→ **Exercise prompt**:
How many lines in the entries below contain the string "dark", with matching case? Reply with the number only.

→ **Data for this task**:

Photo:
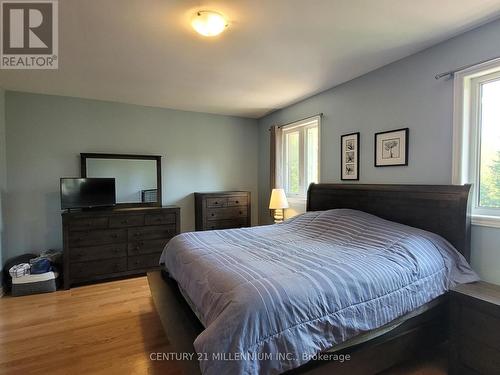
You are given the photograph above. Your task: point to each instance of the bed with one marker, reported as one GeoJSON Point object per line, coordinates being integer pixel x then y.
{"type": "Point", "coordinates": [364, 271]}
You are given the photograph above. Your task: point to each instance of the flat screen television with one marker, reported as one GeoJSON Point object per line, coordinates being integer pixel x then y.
{"type": "Point", "coordinates": [87, 192]}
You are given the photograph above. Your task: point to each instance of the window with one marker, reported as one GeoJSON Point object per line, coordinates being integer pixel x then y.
{"type": "Point", "coordinates": [477, 139]}
{"type": "Point", "coordinates": [300, 156]}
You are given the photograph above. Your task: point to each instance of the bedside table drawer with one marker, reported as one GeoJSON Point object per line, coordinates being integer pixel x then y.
{"type": "Point", "coordinates": [475, 329]}
{"type": "Point", "coordinates": [481, 358]}
{"type": "Point", "coordinates": [482, 327]}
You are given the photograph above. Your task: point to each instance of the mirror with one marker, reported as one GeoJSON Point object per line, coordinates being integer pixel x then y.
{"type": "Point", "coordinates": [137, 177]}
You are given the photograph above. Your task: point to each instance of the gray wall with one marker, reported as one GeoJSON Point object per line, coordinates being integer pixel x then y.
{"type": "Point", "coordinates": [402, 94]}
{"type": "Point", "coordinates": [131, 176]}
{"type": "Point", "coordinates": [45, 135]}
{"type": "Point", "coordinates": [3, 172]}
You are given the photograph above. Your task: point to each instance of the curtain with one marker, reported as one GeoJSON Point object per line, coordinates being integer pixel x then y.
{"type": "Point", "coordinates": [276, 152]}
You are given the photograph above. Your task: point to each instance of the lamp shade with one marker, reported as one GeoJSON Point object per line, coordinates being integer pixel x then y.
{"type": "Point", "coordinates": [278, 200]}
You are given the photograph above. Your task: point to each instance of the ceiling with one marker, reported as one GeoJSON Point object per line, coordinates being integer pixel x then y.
{"type": "Point", "coordinates": [274, 53]}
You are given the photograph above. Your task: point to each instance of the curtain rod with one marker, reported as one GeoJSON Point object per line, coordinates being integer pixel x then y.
{"type": "Point", "coordinates": [302, 119]}
{"type": "Point", "coordinates": [451, 73]}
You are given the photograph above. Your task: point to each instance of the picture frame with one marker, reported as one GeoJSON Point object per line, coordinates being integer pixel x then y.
{"type": "Point", "coordinates": [349, 157]}
{"type": "Point", "coordinates": [391, 148]}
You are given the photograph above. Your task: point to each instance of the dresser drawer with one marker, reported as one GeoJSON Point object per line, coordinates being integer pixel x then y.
{"type": "Point", "coordinates": [88, 223]}
{"type": "Point", "coordinates": [216, 202]}
{"type": "Point", "coordinates": [124, 221]}
{"type": "Point", "coordinates": [160, 219]}
{"type": "Point", "coordinates": [238, 200]}
{"type": "Point", "coordinates": [144, 261]}
{"type": "Point", "coordinates": [152, 233]}
{"type": "Point", "coordinates": [80, 254]}
{"type": "Point", "coordinates": [226, 224]}
{"type": "Point", "coordinates": [146, 247]}
{"type": "Point", "coordinates": [227, 213]}
{"type": "Point", "coordinates": [87, 270]}
{"type": "Point", "coordinates": [97, 237]}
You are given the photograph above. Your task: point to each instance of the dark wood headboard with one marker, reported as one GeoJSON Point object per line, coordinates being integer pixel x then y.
{"type": "Point", "coordinates": [442, 209]}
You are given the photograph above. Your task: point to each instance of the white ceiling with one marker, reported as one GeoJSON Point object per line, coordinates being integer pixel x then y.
{"type": "Point", "coordinates": [275, 52]}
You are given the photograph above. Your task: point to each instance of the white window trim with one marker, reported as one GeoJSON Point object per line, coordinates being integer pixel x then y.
{"type": "Point", "coordinates": [466, 137]}
{"type": "Point", "coordinates": [300, 199]}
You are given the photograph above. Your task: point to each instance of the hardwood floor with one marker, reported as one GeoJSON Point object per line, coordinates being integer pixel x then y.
{"type": "Point", "coordinates": [108, 328]}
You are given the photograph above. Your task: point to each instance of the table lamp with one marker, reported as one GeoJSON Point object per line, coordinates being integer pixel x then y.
{"type": "Point", "coordinates": [277, 203]}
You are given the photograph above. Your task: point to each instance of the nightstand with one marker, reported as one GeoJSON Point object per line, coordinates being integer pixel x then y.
{"type": "Point", "coordinates": [475, 329]}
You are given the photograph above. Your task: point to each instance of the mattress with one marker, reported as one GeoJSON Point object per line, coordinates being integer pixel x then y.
{"type": "Point", "coordinates": [299, 288]}
{"type": "Point", "coordinates": [356, 340]}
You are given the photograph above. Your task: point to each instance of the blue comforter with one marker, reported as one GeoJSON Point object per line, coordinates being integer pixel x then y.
{"type": "Point", "coordinates": [271, 297]}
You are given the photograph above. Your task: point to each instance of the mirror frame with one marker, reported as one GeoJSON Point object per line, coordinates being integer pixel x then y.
{"type": "Point", "coordinates": [158, 203]}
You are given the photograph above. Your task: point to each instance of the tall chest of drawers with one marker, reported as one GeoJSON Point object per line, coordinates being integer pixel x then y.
{"type": "Point", "coordinates": [222, 210]}
{"type": "Point", "coordinates": [104, 244]}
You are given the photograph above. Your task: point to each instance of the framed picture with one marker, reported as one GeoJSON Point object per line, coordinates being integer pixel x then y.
{"type": "Point", "coordinates": [349, 158]}
{"type": "Point", "coordinates": [391, 148]}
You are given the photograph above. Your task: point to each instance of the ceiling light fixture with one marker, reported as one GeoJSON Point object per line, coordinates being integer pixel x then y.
{"type": "Point", "coordinates": [208, 23]}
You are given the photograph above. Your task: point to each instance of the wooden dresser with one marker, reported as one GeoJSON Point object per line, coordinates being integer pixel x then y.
{"type": "Point", "coordinates": [222, 210]}
{"type": "Point", "coordinates": [475, 329]}
{"type": "Point", "coordinates": [102, 244]}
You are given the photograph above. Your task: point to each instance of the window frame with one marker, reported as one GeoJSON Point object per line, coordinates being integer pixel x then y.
{"type": "Point", "coordinates": [467, 135]}
{"type": "Point", "coordinates": [301, 126]}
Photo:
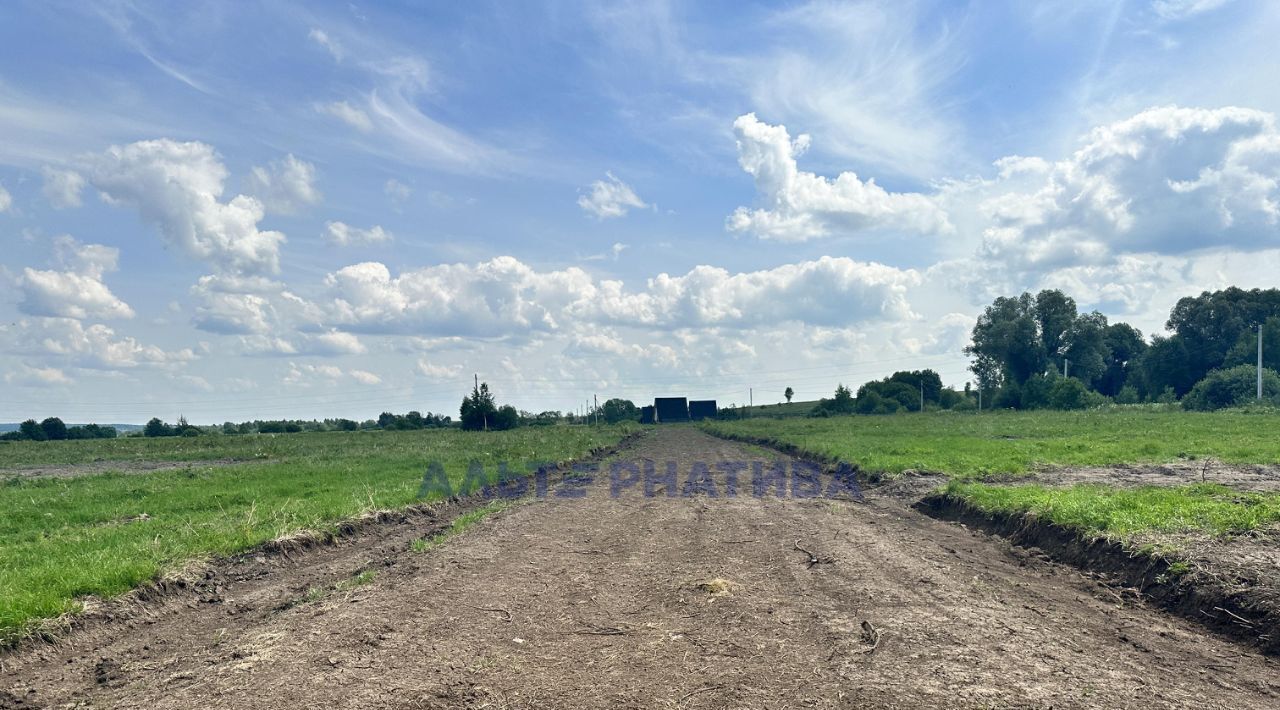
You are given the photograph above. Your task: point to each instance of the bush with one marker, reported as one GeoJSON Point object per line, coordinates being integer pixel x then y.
{"type": "Point", "coordinates": [1068, 393]}
{"type": "Point", "coordinates": [1128, 394]}
{"type": "Point", "coordinates": [841, 403]}
{"type": "Point", "coordinates": [1232, 388]}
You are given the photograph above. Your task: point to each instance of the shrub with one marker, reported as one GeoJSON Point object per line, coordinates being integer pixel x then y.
{"type": "Point", "coordinates": [1232, 388]}
{"type": "Point", "coordinates": [1068, 393]}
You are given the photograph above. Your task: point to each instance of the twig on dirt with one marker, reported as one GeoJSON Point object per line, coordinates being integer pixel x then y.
{"type": "Point", "coordinates": [494, 609]}
{"type": "Point", "coordinates": [1208, 463]}
{"type": "Point", "coordinates": [597, 630]}
{"type": "Point", "coordinates": [813, 559]}
{"type": "Point", "coordinates": [871, 635]}
{"type": "Point", "coordinates": [1239, 619]}
{"type": "Point", "coordinates": [691, 694]}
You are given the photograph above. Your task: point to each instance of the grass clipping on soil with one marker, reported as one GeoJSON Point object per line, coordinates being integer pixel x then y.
{"type": "Point", "coordinates": [718, 586]}
{"type": "Point", "coordinates": [1123, 512]}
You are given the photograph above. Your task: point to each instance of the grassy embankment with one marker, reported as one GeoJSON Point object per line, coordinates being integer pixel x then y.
{"type": "Point", "coordinates": [101, 535]}
{"type": "Point", "coordinates": [968, 447]}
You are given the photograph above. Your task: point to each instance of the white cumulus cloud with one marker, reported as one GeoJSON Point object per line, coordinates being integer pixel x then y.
{"type": "Point", "coordinates": [284, 186]}
{"type": "Point", "coordinates": [77, 291]}
{"type": "Point", "coordinates": [178, 187]}
{"type": "Point", "coordinates": [800, 205]}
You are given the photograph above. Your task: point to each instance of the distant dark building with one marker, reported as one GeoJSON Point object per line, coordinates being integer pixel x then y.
{"type": "Point", "coordinates": [670, 410]}
{"type": "Point", "coordinates": [702, 410]}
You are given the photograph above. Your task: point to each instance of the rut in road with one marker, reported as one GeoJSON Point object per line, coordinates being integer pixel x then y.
{"type": "Point", "coordinates": [636, 601]}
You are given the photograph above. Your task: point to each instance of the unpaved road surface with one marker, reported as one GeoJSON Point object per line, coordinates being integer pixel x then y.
{"type": "Point", "coordinates": [595, 603]}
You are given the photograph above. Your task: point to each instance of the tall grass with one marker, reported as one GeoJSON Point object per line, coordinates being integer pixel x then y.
{"type": "Point", "coordinates": [972, 444]}
{"type": "Point", "coordinates": [1115, 512]}
{"type": "Point", "coordinates": [103, 535]}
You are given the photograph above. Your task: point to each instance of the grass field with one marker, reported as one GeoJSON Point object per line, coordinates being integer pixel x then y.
{"type": "Point", "coordinates": [105, 534]}
{"type": "Point", "coordinates": [965, 445]}
{"type": "Point", "coordinates": [1097, 509]}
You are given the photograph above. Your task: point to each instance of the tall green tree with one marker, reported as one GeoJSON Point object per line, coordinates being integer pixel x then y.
{"type": "Point", "coordinates": [1124, 346]}
{"type": "Point", "coordinates": [1084, 348]}
{"type": "Point", "coordinates": [1055, 316]}
{"type": "Point", "coordinates": [55, 430]}
{"type": "Point", "coordinates": [478, 408]}
{"type": "Point", "coordinates": [616, 410]}
{"type": "Point", "coordinates": [1006, 339]}
{"type": "Point", "coordinates": [32, 430]}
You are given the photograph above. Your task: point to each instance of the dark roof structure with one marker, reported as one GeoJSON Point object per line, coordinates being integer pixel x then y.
{"type": "Point", "coordinates": [671, 410]}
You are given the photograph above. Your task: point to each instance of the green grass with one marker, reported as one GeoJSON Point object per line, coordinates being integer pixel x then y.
{"type": "Point", "coordinates": [780, 410]}
{"type": "Point", "coordinates": [1120, 513]}
{"type": "Point", "coordinates": [967, 445]}
{"type": "Point", "coordinates": [460, 525]}
{"type": "Point", "coordinates": [103, 535]}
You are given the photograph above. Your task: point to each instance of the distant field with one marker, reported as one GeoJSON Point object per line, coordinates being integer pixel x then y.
{"type": "Point", "coordinates": [105, 534]}
{"type": "Point", "coordinates": [970, 444]}
{"type": "Point", "coordinates": [780, 410]}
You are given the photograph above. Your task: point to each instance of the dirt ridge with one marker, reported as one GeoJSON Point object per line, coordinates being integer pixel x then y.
{"type": "Point", "coordinates": [1198, 598]}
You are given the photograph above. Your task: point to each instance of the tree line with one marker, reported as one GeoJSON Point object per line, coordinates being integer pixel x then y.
{"type": "Point", "coordinates": [1038, 351]}
{"type": "Point", "coordinates": [53, 429]}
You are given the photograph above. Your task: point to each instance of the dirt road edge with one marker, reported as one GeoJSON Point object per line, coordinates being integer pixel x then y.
{"type": "Point", "coordinates": [1194, 596]}
{"type": "Point", "coordinates": [204, 578]}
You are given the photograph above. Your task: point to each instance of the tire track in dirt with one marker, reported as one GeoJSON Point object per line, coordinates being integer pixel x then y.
{"type": "Point", "coordinates": [606, 612]}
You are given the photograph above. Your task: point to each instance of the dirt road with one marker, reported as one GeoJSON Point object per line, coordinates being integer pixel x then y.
{"type": "Point", "coordinates": [603, 601]}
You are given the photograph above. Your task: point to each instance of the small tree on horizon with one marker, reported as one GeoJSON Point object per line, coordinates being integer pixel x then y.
{"type": "Point", "coordinates": [478, 410]}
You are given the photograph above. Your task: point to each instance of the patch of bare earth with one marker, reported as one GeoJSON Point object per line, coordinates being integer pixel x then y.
{"type": "Point", "coordinates": [95, 467]}
{"type": "Point", "coordinates": [1264, 479]}
{"type": "Point", "coordinates": [636, 601]}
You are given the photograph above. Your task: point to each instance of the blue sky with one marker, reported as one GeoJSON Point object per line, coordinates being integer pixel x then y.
{"type": "Point", "coordinates": [237, 210]}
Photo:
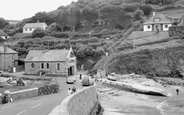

→ **Result below**:
3